— start of RECORDS SHOWN —

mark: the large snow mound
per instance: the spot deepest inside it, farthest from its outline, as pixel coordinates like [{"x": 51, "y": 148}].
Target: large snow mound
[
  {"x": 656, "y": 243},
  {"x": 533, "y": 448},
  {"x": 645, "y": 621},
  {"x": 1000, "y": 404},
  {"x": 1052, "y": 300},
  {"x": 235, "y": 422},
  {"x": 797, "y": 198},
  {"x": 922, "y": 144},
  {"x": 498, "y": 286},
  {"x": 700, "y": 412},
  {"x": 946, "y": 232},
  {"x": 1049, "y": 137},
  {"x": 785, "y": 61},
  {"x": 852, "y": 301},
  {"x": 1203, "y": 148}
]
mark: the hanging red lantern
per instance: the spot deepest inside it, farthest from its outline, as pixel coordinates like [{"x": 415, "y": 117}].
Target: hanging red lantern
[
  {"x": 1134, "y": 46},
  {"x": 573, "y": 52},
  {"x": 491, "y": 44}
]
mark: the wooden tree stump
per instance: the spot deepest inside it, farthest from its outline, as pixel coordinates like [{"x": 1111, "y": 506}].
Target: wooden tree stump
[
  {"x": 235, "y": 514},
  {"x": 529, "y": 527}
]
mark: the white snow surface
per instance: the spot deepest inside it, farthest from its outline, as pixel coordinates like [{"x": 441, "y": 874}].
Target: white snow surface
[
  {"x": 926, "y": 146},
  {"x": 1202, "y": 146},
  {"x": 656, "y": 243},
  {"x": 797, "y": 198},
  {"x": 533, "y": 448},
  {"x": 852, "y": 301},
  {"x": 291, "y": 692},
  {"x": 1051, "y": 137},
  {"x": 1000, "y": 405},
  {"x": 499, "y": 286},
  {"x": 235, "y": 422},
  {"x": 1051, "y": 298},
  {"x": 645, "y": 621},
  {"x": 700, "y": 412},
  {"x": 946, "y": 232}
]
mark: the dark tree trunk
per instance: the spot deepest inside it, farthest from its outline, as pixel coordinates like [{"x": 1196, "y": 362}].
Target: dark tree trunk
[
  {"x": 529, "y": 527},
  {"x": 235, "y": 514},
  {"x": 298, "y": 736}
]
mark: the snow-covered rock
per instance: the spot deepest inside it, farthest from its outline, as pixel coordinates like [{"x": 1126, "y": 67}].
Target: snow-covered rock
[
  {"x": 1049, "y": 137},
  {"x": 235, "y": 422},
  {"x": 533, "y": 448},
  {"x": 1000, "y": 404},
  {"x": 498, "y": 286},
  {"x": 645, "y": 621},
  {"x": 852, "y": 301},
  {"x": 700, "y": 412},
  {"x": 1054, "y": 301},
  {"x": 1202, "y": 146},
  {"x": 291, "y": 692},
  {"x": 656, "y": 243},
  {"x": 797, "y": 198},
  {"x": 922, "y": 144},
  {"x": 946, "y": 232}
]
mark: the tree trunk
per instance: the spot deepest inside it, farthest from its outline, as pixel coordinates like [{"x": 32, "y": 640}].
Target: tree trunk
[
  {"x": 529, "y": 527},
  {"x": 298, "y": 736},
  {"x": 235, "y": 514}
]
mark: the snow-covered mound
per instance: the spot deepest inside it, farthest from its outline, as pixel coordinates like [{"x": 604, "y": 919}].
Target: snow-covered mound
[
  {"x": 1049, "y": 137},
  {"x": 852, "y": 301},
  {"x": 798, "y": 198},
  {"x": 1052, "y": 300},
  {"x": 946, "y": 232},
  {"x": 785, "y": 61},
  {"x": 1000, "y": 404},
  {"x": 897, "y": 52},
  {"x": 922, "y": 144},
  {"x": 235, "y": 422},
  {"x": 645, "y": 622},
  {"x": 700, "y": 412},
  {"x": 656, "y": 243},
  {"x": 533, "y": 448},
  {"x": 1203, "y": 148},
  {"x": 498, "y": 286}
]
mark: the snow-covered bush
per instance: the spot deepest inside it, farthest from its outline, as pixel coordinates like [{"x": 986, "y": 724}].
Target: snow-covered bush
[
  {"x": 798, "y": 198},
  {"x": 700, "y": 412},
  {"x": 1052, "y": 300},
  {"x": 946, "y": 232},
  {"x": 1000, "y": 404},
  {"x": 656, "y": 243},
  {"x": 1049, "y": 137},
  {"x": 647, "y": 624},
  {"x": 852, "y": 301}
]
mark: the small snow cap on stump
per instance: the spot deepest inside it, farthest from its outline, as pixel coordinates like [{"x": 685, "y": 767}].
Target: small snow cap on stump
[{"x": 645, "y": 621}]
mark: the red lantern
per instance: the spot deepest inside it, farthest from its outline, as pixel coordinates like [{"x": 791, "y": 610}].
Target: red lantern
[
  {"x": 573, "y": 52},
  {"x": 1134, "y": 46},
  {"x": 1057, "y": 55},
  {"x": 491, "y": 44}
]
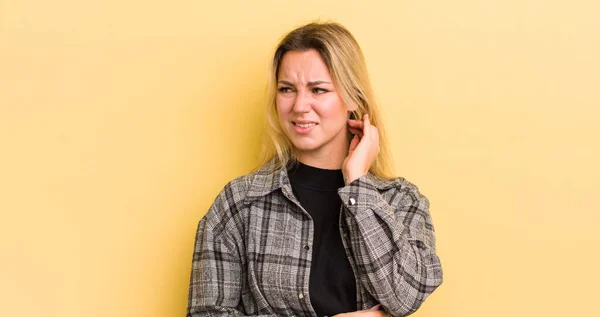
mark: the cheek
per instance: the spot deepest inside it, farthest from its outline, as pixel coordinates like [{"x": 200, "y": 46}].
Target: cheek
[{"x": 334, "y": 110}]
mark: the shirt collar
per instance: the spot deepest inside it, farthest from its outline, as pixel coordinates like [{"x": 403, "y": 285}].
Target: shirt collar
[{"x": 269, "y": 178}]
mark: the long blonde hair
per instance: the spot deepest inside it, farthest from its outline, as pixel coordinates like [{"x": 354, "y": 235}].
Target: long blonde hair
[{"x": 345, "y": 61}]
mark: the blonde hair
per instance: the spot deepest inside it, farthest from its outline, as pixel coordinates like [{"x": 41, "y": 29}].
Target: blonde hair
[{"x": 345, "y": 62}]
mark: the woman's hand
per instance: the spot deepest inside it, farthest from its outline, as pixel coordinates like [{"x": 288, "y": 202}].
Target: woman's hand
[
  {"x": 371, "y": 312},
  {"x": 363, "y": 149}
]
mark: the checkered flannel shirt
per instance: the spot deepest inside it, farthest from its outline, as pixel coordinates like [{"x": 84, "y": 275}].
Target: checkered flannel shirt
[{"x": 252, "y": 252}]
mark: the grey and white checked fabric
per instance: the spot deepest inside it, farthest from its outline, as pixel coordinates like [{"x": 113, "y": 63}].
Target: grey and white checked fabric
[{"x": 252, "y": 252}]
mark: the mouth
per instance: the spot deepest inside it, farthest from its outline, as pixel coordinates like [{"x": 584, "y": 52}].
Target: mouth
[{"x": 304, "y": 125}]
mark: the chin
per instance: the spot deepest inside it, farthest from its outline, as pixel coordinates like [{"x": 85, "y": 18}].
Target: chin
[{"x": 305, "y": 145}]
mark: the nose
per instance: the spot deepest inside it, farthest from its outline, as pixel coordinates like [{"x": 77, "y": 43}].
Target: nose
[{"x": 302, "y": 102}]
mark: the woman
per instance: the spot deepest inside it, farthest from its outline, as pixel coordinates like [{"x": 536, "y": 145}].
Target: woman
[{"x": 321, "y": 228}]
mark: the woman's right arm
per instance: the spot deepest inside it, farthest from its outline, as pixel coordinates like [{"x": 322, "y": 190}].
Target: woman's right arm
[{"x": 217, "y": 266}]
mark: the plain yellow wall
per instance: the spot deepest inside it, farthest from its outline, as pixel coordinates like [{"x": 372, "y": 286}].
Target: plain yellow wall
[{"x": 121, "y": 120}]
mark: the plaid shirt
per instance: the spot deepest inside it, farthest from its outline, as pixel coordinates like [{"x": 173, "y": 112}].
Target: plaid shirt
[{"x": 252, "y": 251}]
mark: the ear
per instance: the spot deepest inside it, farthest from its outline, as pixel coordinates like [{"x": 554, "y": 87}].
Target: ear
[{"x": 351, "y": 107}]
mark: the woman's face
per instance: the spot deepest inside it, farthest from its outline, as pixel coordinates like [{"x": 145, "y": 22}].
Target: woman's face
[{"x": 311, "y": 112}]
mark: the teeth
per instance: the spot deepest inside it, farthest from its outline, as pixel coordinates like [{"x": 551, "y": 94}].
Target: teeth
[{"x": 307, "y": 125}]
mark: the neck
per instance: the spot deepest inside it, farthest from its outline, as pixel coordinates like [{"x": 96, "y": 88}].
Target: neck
[{"x": 331, "y": 159}]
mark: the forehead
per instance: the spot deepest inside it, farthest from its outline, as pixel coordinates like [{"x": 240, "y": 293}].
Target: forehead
[{"x": 303, "y": 65}]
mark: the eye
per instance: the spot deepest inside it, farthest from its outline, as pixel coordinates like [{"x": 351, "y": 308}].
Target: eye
[{"x": 318, "y": 90}]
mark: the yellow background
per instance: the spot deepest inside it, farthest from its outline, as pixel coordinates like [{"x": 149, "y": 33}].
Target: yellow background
[{"x": 121, "y": 120}]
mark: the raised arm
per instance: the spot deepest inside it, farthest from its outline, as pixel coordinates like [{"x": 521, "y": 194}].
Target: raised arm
[{"x": 393, "y": 243}]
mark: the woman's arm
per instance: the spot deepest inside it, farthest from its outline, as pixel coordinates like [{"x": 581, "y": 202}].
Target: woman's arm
[
  {"x": 393, "y": 243},
  {"x": 217, "y": 269}
]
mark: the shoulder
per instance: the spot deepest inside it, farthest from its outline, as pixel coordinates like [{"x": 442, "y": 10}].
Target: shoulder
[
  {"x": 237, "y": 193},
  {"x": 399, "y": 191}
]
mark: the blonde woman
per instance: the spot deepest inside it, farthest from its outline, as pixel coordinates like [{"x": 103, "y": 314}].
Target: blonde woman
[{"x": 322, "y": 228}]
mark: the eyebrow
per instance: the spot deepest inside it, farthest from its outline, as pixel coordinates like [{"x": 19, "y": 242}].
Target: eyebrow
[{"x": 309, "y": 84}]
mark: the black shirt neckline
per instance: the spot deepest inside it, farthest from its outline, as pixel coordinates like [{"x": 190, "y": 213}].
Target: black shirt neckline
[{"x": 316, "y": 178}]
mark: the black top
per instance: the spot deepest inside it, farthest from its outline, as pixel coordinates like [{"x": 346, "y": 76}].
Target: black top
[{"x": 332, "y": 285}]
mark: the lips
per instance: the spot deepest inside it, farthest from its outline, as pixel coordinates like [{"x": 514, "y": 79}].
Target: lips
[{"x": 303, "y": 127}]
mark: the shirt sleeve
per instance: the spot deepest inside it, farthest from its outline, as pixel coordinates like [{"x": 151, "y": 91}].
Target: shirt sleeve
[
  {"x": 217, "y": 266},
  {"x": 393, "y": 243}
]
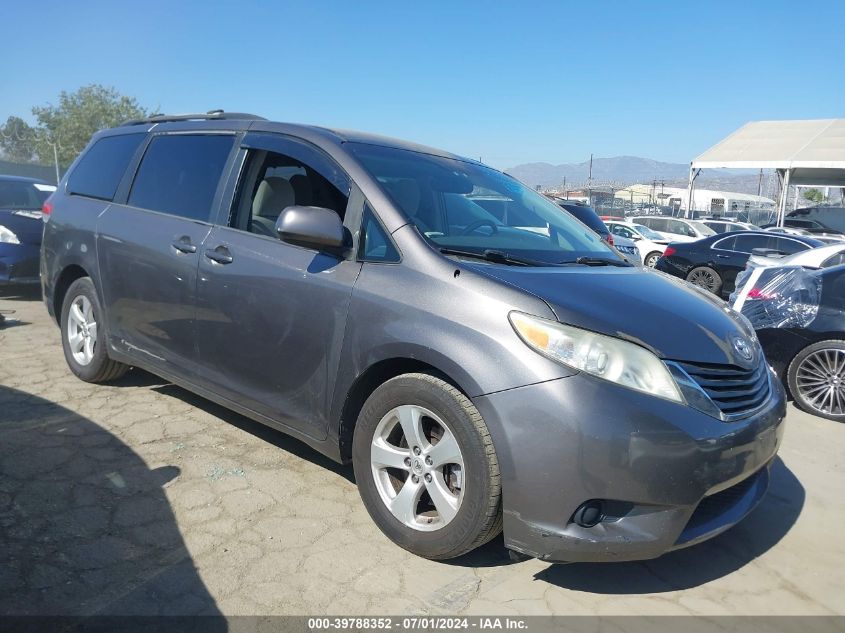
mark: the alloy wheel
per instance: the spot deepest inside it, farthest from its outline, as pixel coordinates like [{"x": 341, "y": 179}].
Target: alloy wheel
[
  {"x": 821, "y": 381},
  {"x": 704, "y": 278},
  {"x": 82, "y": 330},
  {"x": 418, "y": 467}
]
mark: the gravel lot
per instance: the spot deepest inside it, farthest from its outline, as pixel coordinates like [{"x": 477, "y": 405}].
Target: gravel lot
[{"x": 143, "y": 498}]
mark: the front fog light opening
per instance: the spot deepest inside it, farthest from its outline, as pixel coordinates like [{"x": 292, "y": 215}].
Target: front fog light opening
[{"x": 589, "y": 514}]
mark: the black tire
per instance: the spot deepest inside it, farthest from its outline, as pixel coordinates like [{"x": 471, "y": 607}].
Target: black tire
[
  {"x": 707, "y": 278},
  {"x": 479, "y": 515},
  {"x": 101, "y": 368},
  {"x": 799, "y": 372}
]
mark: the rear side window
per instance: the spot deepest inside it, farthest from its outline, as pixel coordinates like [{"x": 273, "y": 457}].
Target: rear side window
[
  {"x": 785, "y": 245},
  {"x": 179, "y": 174},
  {"x": 101, "y": 168},
  {"x": 747, "y": 243}
]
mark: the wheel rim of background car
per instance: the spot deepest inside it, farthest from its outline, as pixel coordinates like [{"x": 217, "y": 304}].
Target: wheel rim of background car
[
  {"x": 703, "y": 278},
  {"x": 82, "y": 330},
  {"x": 418, "y": 467},
  {"x": 821, "y": 381}
]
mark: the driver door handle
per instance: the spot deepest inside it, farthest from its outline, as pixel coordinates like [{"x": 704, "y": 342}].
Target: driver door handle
[
  {"x": 183, "y": 245},
  {"x": 219, "y": 255}
]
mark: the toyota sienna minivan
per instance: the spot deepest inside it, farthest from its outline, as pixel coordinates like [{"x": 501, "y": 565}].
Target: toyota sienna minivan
[{"x": 469, "y": 359}]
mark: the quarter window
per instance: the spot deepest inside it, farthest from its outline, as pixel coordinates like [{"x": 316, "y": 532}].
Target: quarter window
[
  {"x": 101, "y": 168},
  {"x": 375, "y": 243},
  {"x": 180, "y": 173},
  {"x": 834, "y": 260}
]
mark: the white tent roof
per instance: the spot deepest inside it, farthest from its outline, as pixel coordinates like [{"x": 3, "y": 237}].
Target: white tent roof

— end of RECORDS SHOWN —

TASK INSTRUCTIONS: Repeat, word for word, every line from the line that contains "mark: the toyota sienna minivan" to the end of the entries; include both of those lines and no others.

OUTPUT FOR THIS TASK:
mark: the toyota sienna minivan
per instance: the spot deepest inside it, farthest from its outline, as pixel coordinates like [{"x": 501, "y": 565}].
Target: toyota sienna minivan
[{"x": 469, "y": 359}]
mark: the quarter window
per instance: the spot deepest inside it, farthest from its outline, as pixel coordinates like [{"x": 316, "y": 532}].
Target: quarter window
[
  {"x": 101, "y": 168},
  {"x": 375, "y": 243},
  {"x": 180, "y": 173},
  {"x": 834, "y": 260}
]
mark: the white tent roof
per instance: the spot deepest inside it, farthest from its outline, as pixel coordinates like [{"x": 3, "y": 237}].
Target: white tent roof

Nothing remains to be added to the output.